What you need to do:
Put every line from the first one through the line containing "M408 869L420 877L438", both included, into a JSON list of strings with one string per line. Leave out blank lines.

Task material:
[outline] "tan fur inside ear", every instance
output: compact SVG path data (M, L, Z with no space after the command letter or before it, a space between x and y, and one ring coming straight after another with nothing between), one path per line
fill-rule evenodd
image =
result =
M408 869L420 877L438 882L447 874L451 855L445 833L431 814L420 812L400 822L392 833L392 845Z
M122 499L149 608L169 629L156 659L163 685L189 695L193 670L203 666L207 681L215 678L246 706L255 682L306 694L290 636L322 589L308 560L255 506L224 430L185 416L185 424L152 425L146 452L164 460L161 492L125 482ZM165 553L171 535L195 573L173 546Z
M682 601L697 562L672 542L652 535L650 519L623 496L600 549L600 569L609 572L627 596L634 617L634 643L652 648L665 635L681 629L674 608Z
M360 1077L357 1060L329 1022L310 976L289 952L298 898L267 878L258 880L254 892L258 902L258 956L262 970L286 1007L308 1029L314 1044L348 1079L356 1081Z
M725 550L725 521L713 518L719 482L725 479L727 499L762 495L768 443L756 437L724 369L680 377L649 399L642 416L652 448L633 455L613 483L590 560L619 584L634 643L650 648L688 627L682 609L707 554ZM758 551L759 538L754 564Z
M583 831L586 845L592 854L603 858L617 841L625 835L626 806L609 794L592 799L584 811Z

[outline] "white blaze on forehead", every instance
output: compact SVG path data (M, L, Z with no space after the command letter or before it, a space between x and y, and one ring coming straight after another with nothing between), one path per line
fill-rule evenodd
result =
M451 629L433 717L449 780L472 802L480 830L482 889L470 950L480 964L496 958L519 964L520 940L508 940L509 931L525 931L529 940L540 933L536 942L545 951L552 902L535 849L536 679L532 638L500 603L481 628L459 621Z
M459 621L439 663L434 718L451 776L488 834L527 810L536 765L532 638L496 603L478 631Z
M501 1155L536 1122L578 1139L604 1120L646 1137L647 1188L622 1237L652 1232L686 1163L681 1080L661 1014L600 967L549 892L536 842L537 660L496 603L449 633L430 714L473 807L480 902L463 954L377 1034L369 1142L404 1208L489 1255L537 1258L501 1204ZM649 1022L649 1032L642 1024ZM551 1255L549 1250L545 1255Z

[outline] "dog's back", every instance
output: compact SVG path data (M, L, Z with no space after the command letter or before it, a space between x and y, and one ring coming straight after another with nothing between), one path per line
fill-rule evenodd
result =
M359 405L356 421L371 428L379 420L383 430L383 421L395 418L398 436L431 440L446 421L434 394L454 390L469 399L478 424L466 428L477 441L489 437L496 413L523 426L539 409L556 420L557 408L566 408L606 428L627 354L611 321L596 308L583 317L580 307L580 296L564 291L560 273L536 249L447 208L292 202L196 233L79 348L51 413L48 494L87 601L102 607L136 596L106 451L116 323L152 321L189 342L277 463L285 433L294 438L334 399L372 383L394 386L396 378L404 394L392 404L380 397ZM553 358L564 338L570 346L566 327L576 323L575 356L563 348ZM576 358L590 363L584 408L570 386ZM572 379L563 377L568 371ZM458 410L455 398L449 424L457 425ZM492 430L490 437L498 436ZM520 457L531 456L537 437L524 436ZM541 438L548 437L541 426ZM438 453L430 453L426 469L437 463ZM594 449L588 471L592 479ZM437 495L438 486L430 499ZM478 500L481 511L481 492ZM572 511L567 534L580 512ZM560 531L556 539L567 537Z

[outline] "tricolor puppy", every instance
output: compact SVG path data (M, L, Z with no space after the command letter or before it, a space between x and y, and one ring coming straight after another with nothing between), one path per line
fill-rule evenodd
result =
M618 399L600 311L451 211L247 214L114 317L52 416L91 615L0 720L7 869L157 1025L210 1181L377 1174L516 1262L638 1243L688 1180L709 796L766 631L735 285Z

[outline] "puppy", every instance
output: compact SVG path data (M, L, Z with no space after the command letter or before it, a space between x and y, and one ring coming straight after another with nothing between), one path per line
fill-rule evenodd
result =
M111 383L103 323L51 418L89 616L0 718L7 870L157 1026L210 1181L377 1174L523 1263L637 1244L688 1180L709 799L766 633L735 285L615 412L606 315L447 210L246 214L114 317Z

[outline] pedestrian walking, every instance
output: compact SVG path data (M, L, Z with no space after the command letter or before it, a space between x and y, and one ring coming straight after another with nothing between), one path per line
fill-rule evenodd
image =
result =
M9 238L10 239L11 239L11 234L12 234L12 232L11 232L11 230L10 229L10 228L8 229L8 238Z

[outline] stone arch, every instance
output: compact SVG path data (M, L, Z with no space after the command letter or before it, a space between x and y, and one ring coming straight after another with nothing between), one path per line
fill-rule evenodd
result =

Expected output:
[
  "[outline] \"tan fur inside ear\", every instance",
  "output: compact SVG path data (M, L, Z with no space after the command letter or before it, a space between x and y, and one ring coming straight after another with nothing between), one path per line",
  "fill-rule evenodd",
  "image =",
  "result =",
  "M408 869L420 877L438 882L447 874L451 855L445 833L431 814L420 812L400 822L392 833L392 845Z"
]